Skip to main content

Survey data pipeline: rawdata.csv + metadata.json + datatable.xlsx with sig testing

Project description

surveyflow

A Python library for processing survey data — parse survey definitions and responses into structured outputs ready for analysis.

Features

  • Parse survey definition (question structure, types, positions) into metadata.json
  • Parse survey response rows into rawdata.csv with numeric codes
    • Single-choice → integer code (e.g. 1)
    • Multi-choice / ranking → semicolon-separated codes (e.g. "1;3;5")
    • Open-ended / matrix / number → raw text
  • Filter responses by status (default: approved only)
  • Consistent columns between rawdata.csv and metadata.json

Installation

pip install surveyflow

Quick Start

from surveyflow.steps.ingestion import IngestionStep

# definition: dict from your survey platform's definition API
# rows_pages: list of paginated response pages from your survey platform

step = IngestionStep()

▸ Image region outline records

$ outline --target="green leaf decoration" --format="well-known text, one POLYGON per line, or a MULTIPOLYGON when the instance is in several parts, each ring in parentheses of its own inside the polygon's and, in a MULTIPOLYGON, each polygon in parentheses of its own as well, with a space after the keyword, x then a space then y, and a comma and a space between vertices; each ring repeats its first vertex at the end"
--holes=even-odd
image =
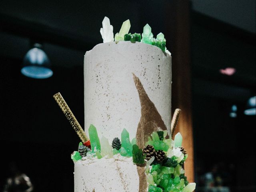
POLYGON ((137 164, 143 164, 146 155, 143 155, 142 150, 140 149, 136 144, 132 146, 132 161, 137 164))
POLYGON ((157 132, 157 134, 159 137, 159 139, 160 141, 164 140, 164 132, 163 131, 158 131, 157 132))

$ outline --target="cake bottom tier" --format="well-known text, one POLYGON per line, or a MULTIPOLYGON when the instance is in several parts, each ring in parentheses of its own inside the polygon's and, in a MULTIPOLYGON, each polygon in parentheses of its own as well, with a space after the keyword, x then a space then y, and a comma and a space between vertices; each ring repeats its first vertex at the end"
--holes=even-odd
POLYGON ((74 192, 139 190, 137 166, 132 162, 132 158, 120 156, 110 159, 86 158, 74 163, 74 192))

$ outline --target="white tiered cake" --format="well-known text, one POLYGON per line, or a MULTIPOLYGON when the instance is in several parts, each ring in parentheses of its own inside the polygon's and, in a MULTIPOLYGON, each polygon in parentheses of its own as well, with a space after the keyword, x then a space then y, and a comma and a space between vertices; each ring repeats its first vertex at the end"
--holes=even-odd
POLYGON ((128 34, 127 20, 114 42, 109 20, 102 24, 104 43, 84 56, 85 134, 67 117, 86 141, 71 155, 74 192, 192 192, 182 136, 171 138, 172 58, 164 35, 153 38, 147 24, 141 39, 128 34))
MULTIPOLYGON (((124 128, 130 138, 136 137, 141 103, 147 101, 140 102, 133 74, 170 128, 171 71, 169 54, 148 44, 111 42, 98 44, 87 52, 84 63, 86 134, 90 124, 93 124, 100 138, 104 136, 112 141, 121 135, 124 128)), ((149 112, 153 110, 148 109, 149 112)), ((75 163, 75 191, 139 191, 136 166, 132 158, 120 156, 78 161, 75 163)))

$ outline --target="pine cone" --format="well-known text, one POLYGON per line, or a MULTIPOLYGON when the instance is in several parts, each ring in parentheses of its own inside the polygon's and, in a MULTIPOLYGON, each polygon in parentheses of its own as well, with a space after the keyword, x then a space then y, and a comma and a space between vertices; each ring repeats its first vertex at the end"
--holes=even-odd
POLYGON ((158 163, 162 162, 165 158, 165 153, 162 150, 158 150, 155 153, 155 160, 158 163))
POLYGON ((182 152, 184 156, 186 155, 187 154, 187 153, 186 153, 187 150, 185 150, 183 147, 180 147, 180 151, 182 152))
POLYGON ((156 153, 156 150, 152 145, 148 145, 143 149, 143 154, 146 154, 146 159, 148 160, 154 155, 155 153, 156 153))
POLYGON ((90 151, 88 148, 83 145, 80 145, 78 147, 78 151, 80 154, 80 156, 82 157, 85 157, 86 156, 87 152, 90 151))
POLYGON ((120 140, 117 137, 114 138, 113 140, 112 147, 113 147, 113 149, 116 149, 117 150, 119 150, 121 148, 121 142, 120 142, 120 140))

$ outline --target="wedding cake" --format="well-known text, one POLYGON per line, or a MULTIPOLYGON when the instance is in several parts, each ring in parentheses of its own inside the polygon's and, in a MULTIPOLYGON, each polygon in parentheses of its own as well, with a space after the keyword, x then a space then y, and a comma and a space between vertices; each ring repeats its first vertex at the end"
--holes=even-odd
POLYGON ((104 43, 84 56, 90 142, 71 155, 74 192, 192 192, 182 137, 172 139, 172 58, 164 35, 154 38, 148 24, 142 38, 128 33, 127 20, 114 39, 108 18, 102 25, 104 43))

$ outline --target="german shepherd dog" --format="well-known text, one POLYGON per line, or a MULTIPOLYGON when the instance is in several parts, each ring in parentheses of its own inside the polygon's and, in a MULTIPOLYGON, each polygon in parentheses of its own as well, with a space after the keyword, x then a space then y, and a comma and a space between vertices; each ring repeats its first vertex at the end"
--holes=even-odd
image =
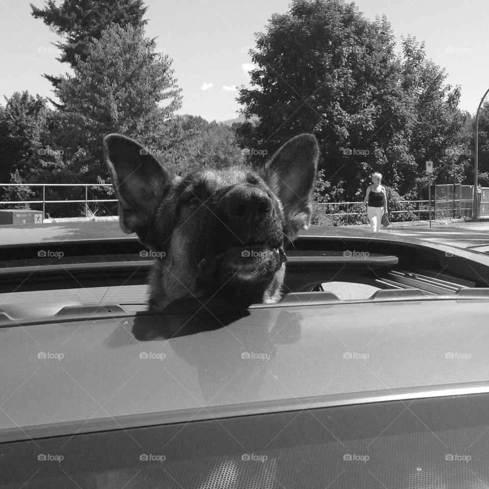
POLYGON ((284 248, 311 222, 314 136, 290 140, 261 171, 241 166, 183 178, 120 134, 105 138, 103 153, 121 227, 156 256, 150 310, 184 298, 239 308, 280 298, 284 248))

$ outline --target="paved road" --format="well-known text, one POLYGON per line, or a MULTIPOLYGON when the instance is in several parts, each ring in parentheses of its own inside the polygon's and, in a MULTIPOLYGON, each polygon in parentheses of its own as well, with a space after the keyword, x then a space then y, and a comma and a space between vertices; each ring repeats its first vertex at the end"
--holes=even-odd
MULTIPOLYGON (((387 232, 463 248, 486 244, 489 251, 489 223, 487 222, 467 223, 457 226, 432 228, 431 229, 429 228, 402 228, 389 229, 387 232)), ((480 249, 479 251, 486 250, 480 249)))

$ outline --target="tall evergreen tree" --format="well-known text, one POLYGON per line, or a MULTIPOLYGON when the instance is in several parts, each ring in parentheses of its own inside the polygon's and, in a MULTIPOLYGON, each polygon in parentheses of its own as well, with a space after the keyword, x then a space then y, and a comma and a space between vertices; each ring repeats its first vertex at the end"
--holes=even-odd
POLYGON ((58 144, 78 178, 104 178, 102 142, 110 133, 160 151, 171 151, 178 140, 174 112, 181 105, 181 89, 172 60, 155 48, 142 28, 114 24, 92 40, 85 61, 77 56, 74 75, 63 77, 55 89, 63 106, 58 144))
MULTIPOLYGON (((30 5, 35 18, 42 19, 51 30, 63 37, 63 41, 55 43, 61 51, 58 60, 71 68, 76 63, 77 56, 82 61, 86 60, 92 38, 100 39, 109 25, 137 28, 147 22, 143 19, 148 9, 143 0, 64 0, 59 7, 55 0, 47 0, 43 9, 30 5)), ((44 76, 55 87, 61 81, 59 76, 46 74, 44 76)))

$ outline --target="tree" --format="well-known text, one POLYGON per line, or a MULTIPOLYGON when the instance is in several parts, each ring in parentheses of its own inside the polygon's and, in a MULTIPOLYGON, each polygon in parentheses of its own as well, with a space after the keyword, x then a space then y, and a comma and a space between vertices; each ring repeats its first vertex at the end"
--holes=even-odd
MULTIPOLYGON (((0 183, 35 183, 50 153, 49 120, 52 111, 47 100, 26 91, 5 97, 0 106, 0 183)), ((4 200, 20 200, 31 193, 26 188, 0 188, 4 200), (20 192, 19 194, 19 192, 20 192)))
MULTIPOLYGON (((77 56, 85 61, 88 56, 92 38, 99 39, 109 25, 118 24, 122 27, 143 26, 147 22, 143 17, 147 7, 143 0, 64 0, 58 7, 55 0, 47 0, 44 9, 31 4, 32 15, 42 19, 49 28, 63 36, 64 42, 55 45, 61 52, 58 61, 69 63, 73 68, 77 56)), ((54 87, 61 81, 58 76, 44 74, 54 87)))
POLYGON ((242 87, 237 100, 258 121, 238 125, 240 146, 269 153, 312 132, 336 195, 363 198, 372 171, 399 193, 411 189, 430 154, 421 151, 432 137, 430 123, 442 129, 433 152, 456 133, 459 93, 443 85, 443 71, 415 41, 404 42, 403 58, 394 47, 385 16, 371 21, 342 0, 293 0, 257 35, 253 87, 242 87))
POLYGON ((202 117, 184 116, 185 137, 176 150, 175 171, 180 175, 197 170, 221 169, 243 162, 231 127, 202 117))
POLYGON ((111 132, 171 154, 181 137, 174 113, 181 106, 181 91, 171 60, 154 49, 142 28, 114 24, 100 40, 92 40, 86 61, 77 55, 74 74, 55 89, 63 107, 58 143, 77 178, 104 181, 102 139, 111 132))

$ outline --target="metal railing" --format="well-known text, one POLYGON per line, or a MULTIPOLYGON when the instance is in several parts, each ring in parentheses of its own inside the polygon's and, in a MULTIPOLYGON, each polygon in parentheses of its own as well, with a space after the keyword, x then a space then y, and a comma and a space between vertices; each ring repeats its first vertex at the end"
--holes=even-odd
MULTIPOLYGON (((96 203, 108 203, 117 202, 117 199, 89 199, 89 187, 112 187, 111 183, 0 183, 0 187, 41 187, 42 188, 42 200, 22 200, 22 201, 1 201, 0 205, 9 205, 12 204, 42 204, 43 213, 45 215, 46 204, 76 204, 83 203, 85 204, 85 215, 88 216, 89 211, 89 204, 96 203), (85 187, 85 199, 65 199, 64 200, 50 200, 46 199, 46 187, 85 187)), ((400 201, 399 203, 402 205, 402 208, 399 210, 391 210, 389 212, 390 215, 399 214, 402 215, 402 221, 405 221, 406 213, 411 214, 417 214, 418 220, 420 220, 421 216, 424 216, 426 215, 425 219, 428 218, 428 200, 402 200, 400 201)), ((445 203, 444 202, 443 203, 445 203)), ((431 215, 436 215, 436 203, 431 201, 431 215)), ((323 212, 323 215, 328 217, 333 217, 334 216, 342 216, 345 217, 346 225, 347 226, 349 224, 349 216, 354 215, 358 216, 361 215, 366 215, 367 212, 365 210, 363 204, 362 202, 325 202, 325 203, 315 203, 314 204, 315 208, 316 209, 329 208, 331 207, 336 206, 337 208, 341 209, 339 212, 323 212), (355 210, 355 207, 357 208, 359 206, 361 206, 362 210, 355 210)), ((351 219, 350 220, 350 223, 351 219)))
MULTIPOLYGON (((406 214, 409 213, 411 214, 417 214, 418 221, 421 219, 422 214, 426 214, 426 219, 429 218, 429 209, 428 208, 428 200, 401 200, 399 201, 399 203, 402 204, 402 208, 400 210, 389 210, 389 215, 392 214, 402 214, 402 222, 405 221, 406 214)), ((362 202, 324 202, 316 203, 314 204, 316 208, 320 209, 321 207, 331 207, 336 206, 337 207, 344 206, 345 209, 342 210, 341 212, 325 212, 324 215, 327 216, 346 216, 346 225, 348 225, 348 216, 352 215, 367 215, 367 211, 363 210, 365 208, 364 205, 362 202), (354 211, 350 212, 349 208, 354 206, 358 207, 361 206, 362 210, 361 211, 354 211)), ((431 215, 434 215, 435 212, 435 203, 431 201, 431 215)))
POLYGON ((88 204, 95 202, 117 202, 117 199, 89 199, 89 187, 111 187, 112 183, 0 183, 0 187, 42 187, 42 200, 0 201, 0 204, 42 204, 42 213, 46 215, 46 204, 85 204, 85 216, 88 216, 88 204), (85 198, 81 200, 65 199, 64 200, 46 200, 46 187, 85 187, 85 198))

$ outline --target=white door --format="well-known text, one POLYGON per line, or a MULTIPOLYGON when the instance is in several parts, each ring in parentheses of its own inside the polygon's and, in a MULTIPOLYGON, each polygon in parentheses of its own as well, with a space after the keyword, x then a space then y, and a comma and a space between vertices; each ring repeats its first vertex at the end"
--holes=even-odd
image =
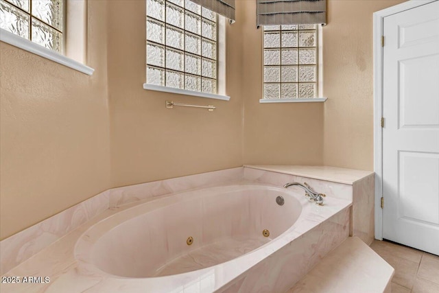
POLYGON ((383 238, 439 255, 439 1, 383 36, 383 238))

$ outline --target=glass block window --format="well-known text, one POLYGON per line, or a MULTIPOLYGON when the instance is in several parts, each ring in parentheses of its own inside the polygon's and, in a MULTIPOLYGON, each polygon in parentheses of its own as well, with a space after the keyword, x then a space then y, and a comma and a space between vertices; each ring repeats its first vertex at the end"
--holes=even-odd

▸ Instructions
a - Please retype a section of the surveyflow project description word for word. Begin at the words "Skip to main" and stop after "ready for analysis.".
b - Using the surveyflow project description, mark each statement yes or no, and quote the words that decide it: (i) a single-choice answer is stored as an integer code; (ii) by default, responses of every status are kept; (iii) open-ended answers are turned into semicolon-separated codes.
c - List every question type that the Features section of the surveyflow project description assigns to an output format.
Nothing in the records is needed for this work.

▸ Solutions per task
a -
Skip to main content

Survey data pipeline: rawdata.csv + metadata.json + datatable.xlsx with sig testing

Project description

surveyflow

A Python library for processing survey data — parse survey definitions and responses into structured outputs ready for analysis.

b -
(i) Yes: "Single-choice → integer code (e.g. 1)"
(ii) No: "Filter responses by status (default: approved only)"
(iii) No: "Open-ended / matrix / number → raw text"

c - Single-choice, multi-choice, ranking, open-ended, matrix, number